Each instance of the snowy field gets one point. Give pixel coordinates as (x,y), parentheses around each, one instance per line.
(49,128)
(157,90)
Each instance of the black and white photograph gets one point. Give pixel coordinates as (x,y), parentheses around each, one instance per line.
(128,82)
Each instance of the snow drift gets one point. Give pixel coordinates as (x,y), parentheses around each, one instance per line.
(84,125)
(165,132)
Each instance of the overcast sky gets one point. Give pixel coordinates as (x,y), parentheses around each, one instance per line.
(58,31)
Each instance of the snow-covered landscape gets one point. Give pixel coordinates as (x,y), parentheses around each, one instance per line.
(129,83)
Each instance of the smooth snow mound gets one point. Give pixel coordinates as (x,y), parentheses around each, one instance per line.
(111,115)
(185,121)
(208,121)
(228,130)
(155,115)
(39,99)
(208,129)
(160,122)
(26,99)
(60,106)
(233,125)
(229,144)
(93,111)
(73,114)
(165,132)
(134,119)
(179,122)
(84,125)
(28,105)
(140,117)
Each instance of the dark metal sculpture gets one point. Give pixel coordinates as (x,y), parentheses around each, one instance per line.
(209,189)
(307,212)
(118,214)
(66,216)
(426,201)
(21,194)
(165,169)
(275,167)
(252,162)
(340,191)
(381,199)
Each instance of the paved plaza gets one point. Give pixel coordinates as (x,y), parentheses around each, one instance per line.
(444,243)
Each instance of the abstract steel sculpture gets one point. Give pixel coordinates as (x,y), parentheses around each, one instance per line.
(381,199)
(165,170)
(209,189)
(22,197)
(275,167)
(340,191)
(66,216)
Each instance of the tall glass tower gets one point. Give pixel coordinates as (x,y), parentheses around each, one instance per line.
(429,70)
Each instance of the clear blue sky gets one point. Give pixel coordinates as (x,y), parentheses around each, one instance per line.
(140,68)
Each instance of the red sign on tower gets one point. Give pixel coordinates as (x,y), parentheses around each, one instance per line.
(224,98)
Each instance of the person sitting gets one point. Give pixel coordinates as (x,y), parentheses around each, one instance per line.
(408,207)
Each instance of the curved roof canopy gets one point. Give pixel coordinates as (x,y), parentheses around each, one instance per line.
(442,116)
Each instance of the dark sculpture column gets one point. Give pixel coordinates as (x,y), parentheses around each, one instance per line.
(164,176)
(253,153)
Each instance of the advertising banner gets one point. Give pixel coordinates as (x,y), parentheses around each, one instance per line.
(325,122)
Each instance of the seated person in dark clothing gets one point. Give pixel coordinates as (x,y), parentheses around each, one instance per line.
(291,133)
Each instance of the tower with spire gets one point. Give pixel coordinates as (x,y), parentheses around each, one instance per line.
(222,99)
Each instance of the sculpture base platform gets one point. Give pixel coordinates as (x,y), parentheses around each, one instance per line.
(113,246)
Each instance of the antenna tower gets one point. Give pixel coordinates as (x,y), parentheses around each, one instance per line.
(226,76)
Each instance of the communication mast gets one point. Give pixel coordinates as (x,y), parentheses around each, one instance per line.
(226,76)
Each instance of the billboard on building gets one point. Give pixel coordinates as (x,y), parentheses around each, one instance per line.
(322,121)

▬▬▬▬▬▬▬▬▬▬

- **TO DO**: Reproduce each record shown above without altering a single word.

- **FULL SOLUTION**:
Each instance of the snowy field gets one point. Give pixel coordinates as (x,y), parentheses around each, one instance per line.
(49,128)
(157,90)
Each instance of the black and white photograph gets one point. Give pixel coordinates as (x,y), parentheses around each, one instance per line.
(128,82)
Each instance of the snow drift gets one point. Give pixel coordinates as (x,y), parentheses around each, one instance per line.
(84,125)
(165,132)
Each instance of the overcast sky gets one point. Give pixel coordinates as (x,y), parentheses around each, one instance per line.
(58,31)
Each instance of the snow-covered landscape gets one point. Give pixel coordinates as (x,y), parentheses around each, one instance per line.
(129,83)
Each instance of the smooth snow mound gets one point. Give pixel coordinates as (x,y), parentheses around each, one instance per line.
(111,115)
(185,121)
(208,121)
(228,130)
(155,115)
(39,99)
(208,129)
(160,122)
(26,99)
(60,106)
(233,125)
(229,144)
(93,111)
(73,114)
(165,132)
(134,119)
(179,122)
(84,125)
(28,105)
(140,117)
Each instance of the dark metal sculpture gets one point. Give pixel coordinates as (x,y), parentheses around each, one instance per line.
(209,189)
(307,212)
(118,214)
(66,216)
(426,201)
(21,194)
(165,169)
(275,167)
(252,162)
(340,191)
(381,199)
Each instance of the paved plaza gets one point. Give pixel coordinates as (x,y), parentheses around each, one instance per line.
(444,243)
Each instance of the abstract steel sculpture gets one point. Give pixel coordinates as (x,y), parentheses around each, one instance per line.
(381,199)
(165,170)
(209,189)
(22,197)
(275,167)
(340,191)
(66,216)
Each instance of the tall glass tower gets one point. Give pixel coordinates as (x,y), parentheses around each, one instance per line.
(429,70)
Each instance of the clear blue sky gets one point. Give pixel coordinates as (x,y), parentheses around each, one instance per line.
(140,68)
Each instance of the red sign on tower gets one point. Give pixel coordinates as (x,y), parentheses around each, one instance per line.
(224,98)
Each instance of the person sitting gets one point. Give pixel coordinates as (x,y), parentheses around each, one instance per line.
(408,207)
Each instance of the curved roof canopy gets one point. Give pixel coordinates as (x,y), parentheses around each, one instance per line.
(442,116)
Each instance of the dark sculpture column gets one point. Give pixel coordinates as (x,y), parentheses around each, one instance per line.
(164,176)
(253,153)
Each instance of the advertising banner gets one point. Give pixel coordinates as (x,y), parentheses around each, one instance per line.
(325,122)
Each instance of the seated person in dark clothing gets one point. Give pixel coordinates as (x,y), parentheses around each, one instance per line.
(291,133)
Each instance of the tower with spire gets one point. Give pixel coordinates as (x,y), parentheses around each, one instance per line.
(222,99)
Each instance of the sculpture base platform gets one point. Give pixel coordinates as (x,y), parentheses around each, one instance per line.
(113,246)
Each instance of the antenna tower gets one point. Give pixel coordinates as (x,y), parentheses around each, one instance per line.
(226,76)
Each instance of the communication mast gets one point. Give pixel coordinates as (x,y), parentheses around each, one instance per line.
(226,76)
Each instance of the billboard on building gets one point. Give pixel coordinates as (x,y), parentheses around each, one instance per line.
(322,121)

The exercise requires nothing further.